Non-systemic metamorphosis in male millipede appendages: long delayed, reversible effect of an early localized positional marker?

Background

The development of specialized appendages involved in sperm transfer in the males of julid millipedes is an extreme case of specialized, complex structures differentiating in a very advanced phase of post-embryonic development. Here, a non-systemic metamorphosis affects the external morphology and the internal anatomy of a trunk double segment only.

Presentation of the hypothesis

We hypothesize that during early (possibly embryonic) development a segmental marker is produced that remains unexploited throughout late embryonic and early post-embryonic development, until, activated by a systemic signal, it finally determines the release of a segmentally localized but anatomically major change.

Testing the hypothesis

Key to testing the hypothesis are (1) the identification of both the putative segmental marker involved in the localization of the legs to be eventually metamorphosed into gonopods and the systemic signal activating it, (2) the identification of the cell population from which the gonopods are built, and (3) a longitudinal study of the marker's expression throughout late embryonic and, possibly, post-embryonic development.

## DIRECTIONS
1. Summarize the text on millipede gonopods in two sentences.
2. Duplicate the text on millipede gonopods from "Key to testing" up to and including "possibly, post-embryonic development.".

## DATA UNDER STUDY
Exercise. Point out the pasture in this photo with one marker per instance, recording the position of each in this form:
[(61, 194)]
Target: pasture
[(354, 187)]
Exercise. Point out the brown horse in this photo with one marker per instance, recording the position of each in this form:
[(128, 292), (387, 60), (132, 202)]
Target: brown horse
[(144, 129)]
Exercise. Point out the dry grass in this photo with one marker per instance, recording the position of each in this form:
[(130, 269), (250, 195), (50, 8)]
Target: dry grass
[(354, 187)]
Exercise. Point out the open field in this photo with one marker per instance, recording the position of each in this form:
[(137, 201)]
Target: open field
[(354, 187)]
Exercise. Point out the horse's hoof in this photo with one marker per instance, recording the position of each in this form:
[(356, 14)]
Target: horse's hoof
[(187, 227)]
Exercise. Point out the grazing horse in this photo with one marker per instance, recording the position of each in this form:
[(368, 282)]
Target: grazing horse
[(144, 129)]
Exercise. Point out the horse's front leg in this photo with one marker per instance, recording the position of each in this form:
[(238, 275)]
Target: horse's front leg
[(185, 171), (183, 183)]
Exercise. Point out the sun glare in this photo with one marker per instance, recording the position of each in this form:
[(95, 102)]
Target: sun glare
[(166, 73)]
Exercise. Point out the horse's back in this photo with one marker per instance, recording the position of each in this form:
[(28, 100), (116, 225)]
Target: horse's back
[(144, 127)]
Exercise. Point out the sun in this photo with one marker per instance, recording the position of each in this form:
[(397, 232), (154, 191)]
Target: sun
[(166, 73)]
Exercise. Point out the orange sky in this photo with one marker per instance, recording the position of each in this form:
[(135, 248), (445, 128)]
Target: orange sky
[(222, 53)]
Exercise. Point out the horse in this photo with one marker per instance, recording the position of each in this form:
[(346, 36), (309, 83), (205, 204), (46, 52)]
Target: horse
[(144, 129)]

## SET OF ANSWERS
1. In male julid millipedes, the appendages used for sperm transfer develop very late in post-embryonic development through a non-systemic metamorphosis that changes the external morphology and internal anatomy of only one trunk double segment. The hypothesis is that a segmental marker produced early stays unexploited until a systemic signal activates it, and testing this requires identifying the marker, the signal and the cell population that builds the gonopods, and following the marker's expression through late embryonic and possibly post-embryonic development.

2.
Key to testing the hypothesis are (1) the identification of both the putative segmental marker involved in the localization of the legs to be eventually metamorphosed into gonopods and the systemic signal activating it, (2) the identification of the cell population from which the gonopods are built, and (3) a longitudinal study of the marker's expression throughout late embryonic and, possibly, post-embryonic development.